Items from a data source
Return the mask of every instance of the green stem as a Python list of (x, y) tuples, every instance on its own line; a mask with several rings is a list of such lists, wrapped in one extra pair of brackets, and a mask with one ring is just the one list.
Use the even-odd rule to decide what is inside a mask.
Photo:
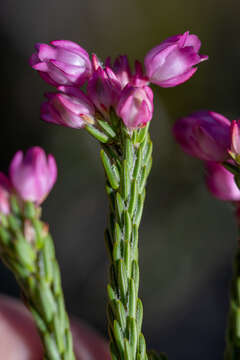
[[(236, 219), (238, 222), (238, 230), (240, 232), (239, 204), (236, 206)], [(226, 332), (226, 348), (224, 359), (240, 359), (240, 243), (238, 244), (237, 253), (233, 264), (233, 276), (230, 291), (230, 309)]]
[(21, 287), (44, 347), (46, 360), (74, 360), (72, 335), (65, 310), (61, 278), (48, 226), (40, 209), (26, 203), (0, 215), (0, 256)]
[(145, 185), (152, 164), (148, 127), (130, 133), (120, 126), (118, 142), (102, 144), (101, 159), (109, 197), (105, 240), (110, 257), (108, 328), (113, 360), (146, 360), (138, 298), (138, 229)]

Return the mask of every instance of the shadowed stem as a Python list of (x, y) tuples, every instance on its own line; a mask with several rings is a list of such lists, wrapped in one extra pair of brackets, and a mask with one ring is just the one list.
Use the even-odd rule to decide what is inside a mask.
[(238, 248), (233, 263), (233, 276), (230, 290), (230, 309), (226, 332), (225, 360), (240, 359), (240, 205), (236, 206), (238, 223)]
[(11, 201), (11, 214), (0, 215), (0, 256), (16, 277), (41, 336), (44, 359), (75, 360), (61, 278), (47, 224), (40, 209)]

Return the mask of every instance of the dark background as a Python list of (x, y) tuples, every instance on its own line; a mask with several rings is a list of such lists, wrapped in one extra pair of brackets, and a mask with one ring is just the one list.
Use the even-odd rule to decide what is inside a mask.
[[(209, 61), (187, 83), (155, 88), (154, 163), (141, 226), (141, 297), (149, 347), (171, 359), (223, 356), (228, 287), (236, 244), (230, 205), (208, 194), (202, 164), (174, 143), (178, 116), (209, 108), (240, 114), (239, 1), (3, 0), (0, 11), (0, 168), (18, 149), (54, 154), (58, 182), (43, 206), (54, 235), (69, 310), (106, 335), (107, 199), (97, 144), (83, 131), (40, 121), (49, 90), (28, 65), (36, 42), (69, 39), (104, 59), (131, 62), (166, 37), (190, 30)], [(0, 292), (18, 296), (0, 265)]]

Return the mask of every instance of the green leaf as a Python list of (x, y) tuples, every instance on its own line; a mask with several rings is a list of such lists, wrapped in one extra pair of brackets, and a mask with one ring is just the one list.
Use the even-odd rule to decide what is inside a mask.
[(116, 341), (116, 345), (117, 345), (117, 347), (119, 349), (121, 358), (123, 358), (123, 355), (124, 355), (124, 338), (123, 338), (122, 330), (121, 330), (120, 325), (119, 325), (117, 320), (114, 320), (114, 323), (113, 323), (113, 333), (114, 333), (114, 338), (115, 338), (115, 341)]
[(93, 137), (95, 137), (95, 139), (97, 139), (98, 141), (100, 141), (102, 143), (108, 142), (109, 136), (107, 136), (103, 132), (99, 131), (94, 126), (86, 125), (85, 129), (89, 132), (89, 134), (91, 134)]
[(101, 128), (106, 132), (106, 134), (109, 137), (114, 138), (116, 136), (115, 131), (113, 130), (113, 128), (109, 125), (109, 123), (107, 121), (98, 120), (98, 124), (101, 126)]
[(104, 150), (101, 150), (100, 155), (107, 179), (110, 185), (112, 186), (112, 188), (116, 190), (119, 187), (119, 181), (112, 169), (111, 161), (108, 158), (107, 154), (104, 152)]
[(126, 267), (123, 260), (118, 261), (118, 284), (122, 301), (124, 302), (124, 305), (126, 305), (128, 279)]
[(133, 360), (133, 353), (131, 346), (127, 339), (124, 339), (124, 360)]
[(136, 317), (136, 307), (137, 307), (137, 296), (134, 280), (129, 280), (129, 294), (128, 294), (128, 309), (129, 316), (132, 318)]

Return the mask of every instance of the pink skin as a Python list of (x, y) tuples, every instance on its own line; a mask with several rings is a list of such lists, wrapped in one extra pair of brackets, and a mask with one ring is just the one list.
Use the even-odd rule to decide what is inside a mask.
[(127, 85), (122, 91), (116, 109), (117, 115), (129, 129), (145, 126), (153, 114), (153, 93), (148, 87)]
[(240, 190), (234, 175), (216, 162), (206, 163), (206, 185), (213, 196), (225, 201), (240, 201)]
[[(71, 320), (76, 360), (110, 360), (107, 344), (90, 327)], [(28, 310), (17, 300), (0, 296), (0, 359), (41, 360), (43, 350)]]
[(205, 161), (224, 161), (230, 148), (230, 121), (213, 111), (196, 111), (177, 120), (173, 134), (183, 151)]
[(61, 93), (45, 94), (48, 101), (41, 107), (44, 121), (80, 129), (94, 122), (95, 108), (89, 97), (72, 86), (59, 86)]
[(172, 36), (150, 50), (144, 60), (149, 80), (161, 87), (173, 87), (187, 81), (196, 72), (195, 65), (207, 60), (198, 54), (201, 42), (189, 31)]
[(69, 40), (36, 44), (30, 65), (50, 85), (83, 85), (92, 73), (88, 53)]
[(24, 155), (18, 151), (10, 164), (10, 180), (25, 201), (41, 204), (57, 179), (56, 161), (40, 147), (30, 148)]

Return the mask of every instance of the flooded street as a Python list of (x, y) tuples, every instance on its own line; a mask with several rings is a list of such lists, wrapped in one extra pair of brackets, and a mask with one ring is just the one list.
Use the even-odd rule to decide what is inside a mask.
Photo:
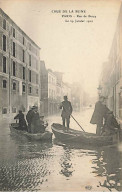
[[(88, 132), (93, 110), (74, 114)], [(49, 117), (61, 123), (59, 116)], [(10, 120), (0, 122), (0, 191), (122, 191), (122, 145), (85, 147), (30, 141), (10, 134)], [(70, 126), (80, 130), (71, 119)]]

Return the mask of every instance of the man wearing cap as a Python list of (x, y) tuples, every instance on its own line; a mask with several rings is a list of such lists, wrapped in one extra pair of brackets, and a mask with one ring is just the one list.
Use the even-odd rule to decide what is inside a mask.
[(65, 127), (65, 121), (67, 124), (67, 128), (69, 128), (69, 123), (70, 123), (70, 115), (72, 114), (72, 105), (71, 102), (68, 101), (67, 96), (64, 96), (64, 101), (60, 105), (60, 109), (62, 109), (62, 121), (63, 121), (63, 126)]
[(90, 123), (96, 124), (96, 134), (101, 135), (101, 128), (103, 127), (103, 119), (106, 117), (106, 113), (108, 112), (108, 108), (104, 104), (105, 97), (100, 96), (99, 101), (95, 104), (95, 109), (91, 118)]

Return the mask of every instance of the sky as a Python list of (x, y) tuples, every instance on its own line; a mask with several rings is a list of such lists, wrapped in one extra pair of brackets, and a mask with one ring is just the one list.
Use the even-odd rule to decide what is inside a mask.
[[(120, 0), (0, 0), (0, 7), (39, 45), (40, 59), (47, 68), (63, 72), (65, 82), (79, 82), (87, 93), (96, 96), (120, 3)], [(75, 22), (78, 20), (84, 22)]]

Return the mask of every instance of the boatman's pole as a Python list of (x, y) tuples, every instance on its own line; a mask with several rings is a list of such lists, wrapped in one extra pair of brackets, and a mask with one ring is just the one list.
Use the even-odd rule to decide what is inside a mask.
[(70, 115), (73, 119), (74, 119), (74, 121), (79, 125), (79, 127), (85, 132), (85, 130), (81, 127), (81, 125), (78, 123), (78, 121), (76, 121), (76, 119), (74, 118), (74, 116), (72, 116), (72, 114)]
[[(64, 108), (65, 112), (68, 113), (68, 111), (65, 109), (64, 105), (62, 105), (62, 107)], [(72, 116), (72, 114), (70, 114), (70, 116), (74, 119), (74, 121), (79, 125), (79, 127), (85, 132), (85, 130), (81, 127), (81, 125), (78, 123), (78, 121), (76, 121), (76, 119), (74, 118), (74, 116)]]

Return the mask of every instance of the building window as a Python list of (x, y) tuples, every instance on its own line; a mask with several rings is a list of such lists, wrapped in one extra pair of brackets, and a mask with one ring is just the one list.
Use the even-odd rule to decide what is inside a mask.
[(38, 89), (36, 89), (36, 94), (38, 95)]
[(31, 51), (31, 43), (29, 43), (29, 50)]
[(22, 55), (23, 55), (23, 59), (22, 60), (23, 60), (23, 62), (25, 62), (25, 51), (24, 50), (22, 51)]
[(29, 66), (31, 66), (31, 55), (29, 55)]
[(25, 67), (23, 67), (23, 79), (25, 80)]
[(32, 93), (32, 88), (31, 87), (29, 87), (29, 93)]
[(6, 30), (6, 20), (3, 19), (3, 29)]
[(13, 90), (16, 90), (16, 83), (13, 82)]
[(3, 35), (3, 51), (6, 51), (6, 36)]
[(6, 57), (3, 56), (3, 72), (6, 73)]
[(38, 60), (36, 60), (36, 70), (38, 70)]
[(2, 114), (7, 114), (7, 108), (2, 108)]
[(3, 88), (7, 88), (7, 81), (3, 80)]
[(38, 51), (37, 51), (37, 49), (36, 49), (36, 56), (38, 55)]
[(25, 93), (25, 84), (22, 85), (22, 91)]
[(12, 107), (12, 113), (16, 113), (16, 108), (15, 107)]
[(16, 76), (16, 64), (13, 61), (13, 76)]
[(29, 70), (29, 82), (31, 82), (31, 70)]
[(14, 57), (15, 57), (15, 49), (16, 49), (15, 42), (13, 42), (13, 56)]
[(25, 38), (23, 37), (23, 45), (25, 45)]
[(15, 28), (13, 28), (13, 37), (15, 38)]
[(38, 84), (38, 74), (36, 74), (36, 84)]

• [About this task] In the records above, some lines hold the word "stem"; copy each such line.

• [Task response]
Return the mask of every instance of the green stem as a Python list of (x, y) tuples, every instance on its own line; a mask with several rings is a list of such lists, wrapped in one extra pair of brackets, and a mask with one ring is just the one list.
Return the mask of every instance of the shadowed stem as a Python list of (x, y) tuples, every instance on its own line; a mask with several rings is a list of such lists, wrapped in one extra pair of brackets, and a mask with one ring is just the one list.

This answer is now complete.